The exercise: Reproduce character for character only the lines of the entries below, starting at the line containing "form [(319, 217)]." and ending at the line containing "[(108, 123), (205, 118), (195, 134), (139, 127)]", with both of those lines included.

[Stored dataset entries]
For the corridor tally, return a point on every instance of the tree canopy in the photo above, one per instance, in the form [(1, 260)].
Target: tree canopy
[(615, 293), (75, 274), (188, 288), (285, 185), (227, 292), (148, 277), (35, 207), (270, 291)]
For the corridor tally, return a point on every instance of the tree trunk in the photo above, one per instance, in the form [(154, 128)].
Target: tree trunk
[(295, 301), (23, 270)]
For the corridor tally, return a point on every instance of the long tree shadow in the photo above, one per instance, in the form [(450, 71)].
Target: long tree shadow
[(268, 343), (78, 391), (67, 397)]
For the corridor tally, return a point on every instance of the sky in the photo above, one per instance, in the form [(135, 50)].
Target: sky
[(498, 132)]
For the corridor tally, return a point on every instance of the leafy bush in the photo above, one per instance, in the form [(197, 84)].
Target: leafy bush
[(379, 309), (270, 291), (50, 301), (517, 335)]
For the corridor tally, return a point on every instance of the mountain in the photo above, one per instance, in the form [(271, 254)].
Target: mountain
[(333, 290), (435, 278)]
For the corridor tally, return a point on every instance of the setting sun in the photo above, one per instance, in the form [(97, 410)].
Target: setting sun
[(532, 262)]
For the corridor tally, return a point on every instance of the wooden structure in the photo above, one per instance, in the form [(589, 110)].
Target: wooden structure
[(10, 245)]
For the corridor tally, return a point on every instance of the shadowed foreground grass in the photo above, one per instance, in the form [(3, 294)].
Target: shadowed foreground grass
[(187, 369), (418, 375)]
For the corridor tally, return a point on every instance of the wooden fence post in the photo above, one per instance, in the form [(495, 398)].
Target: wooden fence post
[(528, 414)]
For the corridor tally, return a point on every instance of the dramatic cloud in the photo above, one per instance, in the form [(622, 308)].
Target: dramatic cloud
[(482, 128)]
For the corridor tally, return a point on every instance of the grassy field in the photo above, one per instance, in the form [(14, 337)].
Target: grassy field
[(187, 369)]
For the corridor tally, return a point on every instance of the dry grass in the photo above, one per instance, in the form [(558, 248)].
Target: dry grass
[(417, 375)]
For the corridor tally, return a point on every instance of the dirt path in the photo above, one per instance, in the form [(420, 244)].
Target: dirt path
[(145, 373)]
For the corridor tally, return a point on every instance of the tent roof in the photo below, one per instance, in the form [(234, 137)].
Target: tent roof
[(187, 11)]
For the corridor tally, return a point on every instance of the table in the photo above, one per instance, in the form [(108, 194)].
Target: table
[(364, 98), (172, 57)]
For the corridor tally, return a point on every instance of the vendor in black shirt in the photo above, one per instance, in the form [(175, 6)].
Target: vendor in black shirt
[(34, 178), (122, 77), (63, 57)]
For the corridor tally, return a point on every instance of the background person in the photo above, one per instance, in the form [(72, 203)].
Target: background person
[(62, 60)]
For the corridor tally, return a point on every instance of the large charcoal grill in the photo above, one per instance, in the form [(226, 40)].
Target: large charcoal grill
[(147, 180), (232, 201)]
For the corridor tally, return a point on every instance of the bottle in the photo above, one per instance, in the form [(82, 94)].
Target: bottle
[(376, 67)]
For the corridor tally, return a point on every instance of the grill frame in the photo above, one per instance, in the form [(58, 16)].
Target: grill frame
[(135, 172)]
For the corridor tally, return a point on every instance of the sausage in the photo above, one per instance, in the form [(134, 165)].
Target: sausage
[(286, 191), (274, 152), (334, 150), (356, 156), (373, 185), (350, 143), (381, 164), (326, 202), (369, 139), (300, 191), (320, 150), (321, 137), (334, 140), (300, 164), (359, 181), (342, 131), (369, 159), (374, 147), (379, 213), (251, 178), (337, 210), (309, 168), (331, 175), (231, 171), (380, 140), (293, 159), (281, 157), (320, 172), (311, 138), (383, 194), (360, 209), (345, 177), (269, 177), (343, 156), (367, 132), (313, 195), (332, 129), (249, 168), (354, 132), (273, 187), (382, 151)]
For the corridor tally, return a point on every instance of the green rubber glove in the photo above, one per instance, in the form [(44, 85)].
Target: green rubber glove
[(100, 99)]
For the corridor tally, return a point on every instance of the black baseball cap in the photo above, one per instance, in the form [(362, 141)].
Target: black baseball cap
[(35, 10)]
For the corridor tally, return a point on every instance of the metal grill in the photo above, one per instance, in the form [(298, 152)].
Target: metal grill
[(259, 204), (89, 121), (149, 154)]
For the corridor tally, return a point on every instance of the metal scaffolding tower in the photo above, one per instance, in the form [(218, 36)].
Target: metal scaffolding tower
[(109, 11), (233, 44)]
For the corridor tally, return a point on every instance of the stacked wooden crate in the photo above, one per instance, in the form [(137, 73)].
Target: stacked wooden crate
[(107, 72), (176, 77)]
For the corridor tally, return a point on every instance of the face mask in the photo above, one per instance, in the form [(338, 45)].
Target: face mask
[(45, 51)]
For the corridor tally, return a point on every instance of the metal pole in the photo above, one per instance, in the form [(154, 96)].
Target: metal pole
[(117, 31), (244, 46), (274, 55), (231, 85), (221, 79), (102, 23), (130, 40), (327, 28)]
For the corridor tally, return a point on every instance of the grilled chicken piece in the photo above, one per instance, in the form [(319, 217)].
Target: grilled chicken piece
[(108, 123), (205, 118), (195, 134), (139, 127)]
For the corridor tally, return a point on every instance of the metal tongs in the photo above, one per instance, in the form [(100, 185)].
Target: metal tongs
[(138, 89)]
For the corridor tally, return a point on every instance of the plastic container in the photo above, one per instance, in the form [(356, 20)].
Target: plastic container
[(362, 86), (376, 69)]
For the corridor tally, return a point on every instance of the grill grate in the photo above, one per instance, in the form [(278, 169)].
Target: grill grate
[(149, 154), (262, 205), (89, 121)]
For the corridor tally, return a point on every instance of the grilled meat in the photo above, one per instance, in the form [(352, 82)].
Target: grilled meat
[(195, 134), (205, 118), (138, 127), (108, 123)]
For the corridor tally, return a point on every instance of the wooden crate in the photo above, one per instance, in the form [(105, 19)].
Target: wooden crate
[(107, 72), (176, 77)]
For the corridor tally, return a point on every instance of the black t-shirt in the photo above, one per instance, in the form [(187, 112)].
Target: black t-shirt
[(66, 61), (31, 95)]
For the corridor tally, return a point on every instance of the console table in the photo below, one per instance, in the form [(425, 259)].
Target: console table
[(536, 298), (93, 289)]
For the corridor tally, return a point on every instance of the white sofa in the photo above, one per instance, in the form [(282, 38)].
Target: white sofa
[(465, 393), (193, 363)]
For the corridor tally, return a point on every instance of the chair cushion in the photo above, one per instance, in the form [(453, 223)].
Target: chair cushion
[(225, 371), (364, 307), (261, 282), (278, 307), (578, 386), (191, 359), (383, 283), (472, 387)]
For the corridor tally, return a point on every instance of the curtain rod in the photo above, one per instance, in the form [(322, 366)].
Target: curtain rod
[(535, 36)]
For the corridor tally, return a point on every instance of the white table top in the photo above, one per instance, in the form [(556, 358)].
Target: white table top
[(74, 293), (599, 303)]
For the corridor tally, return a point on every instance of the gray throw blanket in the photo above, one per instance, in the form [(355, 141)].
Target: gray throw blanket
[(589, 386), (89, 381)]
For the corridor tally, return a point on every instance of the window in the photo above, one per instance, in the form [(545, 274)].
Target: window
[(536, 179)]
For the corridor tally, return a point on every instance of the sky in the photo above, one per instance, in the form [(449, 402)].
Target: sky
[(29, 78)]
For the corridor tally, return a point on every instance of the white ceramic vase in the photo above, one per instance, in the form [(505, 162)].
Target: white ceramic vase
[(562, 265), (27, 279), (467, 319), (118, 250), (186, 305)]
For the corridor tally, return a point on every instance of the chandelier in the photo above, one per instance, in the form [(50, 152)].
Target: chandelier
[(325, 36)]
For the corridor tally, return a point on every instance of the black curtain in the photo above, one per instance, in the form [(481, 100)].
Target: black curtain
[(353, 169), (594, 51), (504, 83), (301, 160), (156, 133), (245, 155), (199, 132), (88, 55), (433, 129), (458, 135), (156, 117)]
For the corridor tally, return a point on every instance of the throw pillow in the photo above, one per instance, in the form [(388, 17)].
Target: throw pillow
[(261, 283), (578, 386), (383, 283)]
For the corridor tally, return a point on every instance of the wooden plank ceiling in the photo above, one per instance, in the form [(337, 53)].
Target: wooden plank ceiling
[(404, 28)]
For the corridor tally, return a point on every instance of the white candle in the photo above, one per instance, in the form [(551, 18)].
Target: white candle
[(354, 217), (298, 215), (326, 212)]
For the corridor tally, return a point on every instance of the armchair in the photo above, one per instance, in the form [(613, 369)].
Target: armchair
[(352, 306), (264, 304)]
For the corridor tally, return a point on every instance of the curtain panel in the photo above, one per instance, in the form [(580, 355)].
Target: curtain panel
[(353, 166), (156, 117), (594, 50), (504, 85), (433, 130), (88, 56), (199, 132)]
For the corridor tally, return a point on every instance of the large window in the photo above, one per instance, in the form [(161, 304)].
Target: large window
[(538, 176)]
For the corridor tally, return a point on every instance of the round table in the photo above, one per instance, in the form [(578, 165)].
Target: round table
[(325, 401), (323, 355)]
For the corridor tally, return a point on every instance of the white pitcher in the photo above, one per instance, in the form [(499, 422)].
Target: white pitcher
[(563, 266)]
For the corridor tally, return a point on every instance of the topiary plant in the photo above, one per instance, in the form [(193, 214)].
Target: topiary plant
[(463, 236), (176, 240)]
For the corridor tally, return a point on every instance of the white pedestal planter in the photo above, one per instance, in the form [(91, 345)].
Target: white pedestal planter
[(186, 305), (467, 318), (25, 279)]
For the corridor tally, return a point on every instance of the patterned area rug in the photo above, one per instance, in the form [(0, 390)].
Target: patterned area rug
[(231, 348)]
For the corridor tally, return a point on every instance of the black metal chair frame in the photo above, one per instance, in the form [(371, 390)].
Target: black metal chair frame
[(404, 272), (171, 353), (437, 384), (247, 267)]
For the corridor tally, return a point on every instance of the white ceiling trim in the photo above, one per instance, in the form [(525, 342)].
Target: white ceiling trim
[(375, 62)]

---

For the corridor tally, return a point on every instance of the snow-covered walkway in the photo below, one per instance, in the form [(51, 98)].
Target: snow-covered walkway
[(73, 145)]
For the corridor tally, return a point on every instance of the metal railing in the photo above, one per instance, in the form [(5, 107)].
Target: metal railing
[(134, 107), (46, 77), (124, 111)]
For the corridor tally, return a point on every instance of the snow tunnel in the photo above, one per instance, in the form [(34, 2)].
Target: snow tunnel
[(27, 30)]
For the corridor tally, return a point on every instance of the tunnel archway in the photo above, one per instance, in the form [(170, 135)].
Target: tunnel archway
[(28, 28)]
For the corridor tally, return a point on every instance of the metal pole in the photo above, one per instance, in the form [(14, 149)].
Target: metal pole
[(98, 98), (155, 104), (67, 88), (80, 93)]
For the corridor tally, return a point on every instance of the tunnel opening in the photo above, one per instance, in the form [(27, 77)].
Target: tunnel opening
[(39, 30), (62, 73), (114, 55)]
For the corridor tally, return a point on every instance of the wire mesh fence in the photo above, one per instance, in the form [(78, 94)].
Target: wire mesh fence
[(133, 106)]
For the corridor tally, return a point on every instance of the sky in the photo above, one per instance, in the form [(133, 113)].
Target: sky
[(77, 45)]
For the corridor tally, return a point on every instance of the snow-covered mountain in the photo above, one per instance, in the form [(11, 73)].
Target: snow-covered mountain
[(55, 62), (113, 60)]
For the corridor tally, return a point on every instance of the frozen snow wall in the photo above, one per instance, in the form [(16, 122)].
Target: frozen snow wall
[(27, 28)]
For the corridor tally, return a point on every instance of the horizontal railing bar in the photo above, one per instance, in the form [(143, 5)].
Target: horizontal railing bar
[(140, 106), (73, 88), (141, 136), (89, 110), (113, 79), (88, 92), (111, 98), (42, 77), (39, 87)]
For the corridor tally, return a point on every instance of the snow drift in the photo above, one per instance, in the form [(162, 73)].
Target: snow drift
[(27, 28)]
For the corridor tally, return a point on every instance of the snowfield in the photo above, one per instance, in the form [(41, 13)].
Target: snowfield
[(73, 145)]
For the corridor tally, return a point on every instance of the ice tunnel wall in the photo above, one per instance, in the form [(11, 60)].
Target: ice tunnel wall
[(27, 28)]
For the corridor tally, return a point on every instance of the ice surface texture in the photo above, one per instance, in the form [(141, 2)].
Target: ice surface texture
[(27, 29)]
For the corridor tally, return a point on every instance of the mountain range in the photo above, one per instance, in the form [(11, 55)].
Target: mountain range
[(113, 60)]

Solved exercise:
For the corridor tally, return a point on every instance of the grilled chicken piece in the photo above, one per instance, in the form [(319, 217)].
Target: grilled chicken piece
[(108, 123), (205, 118), (195, 134), (139, 127)]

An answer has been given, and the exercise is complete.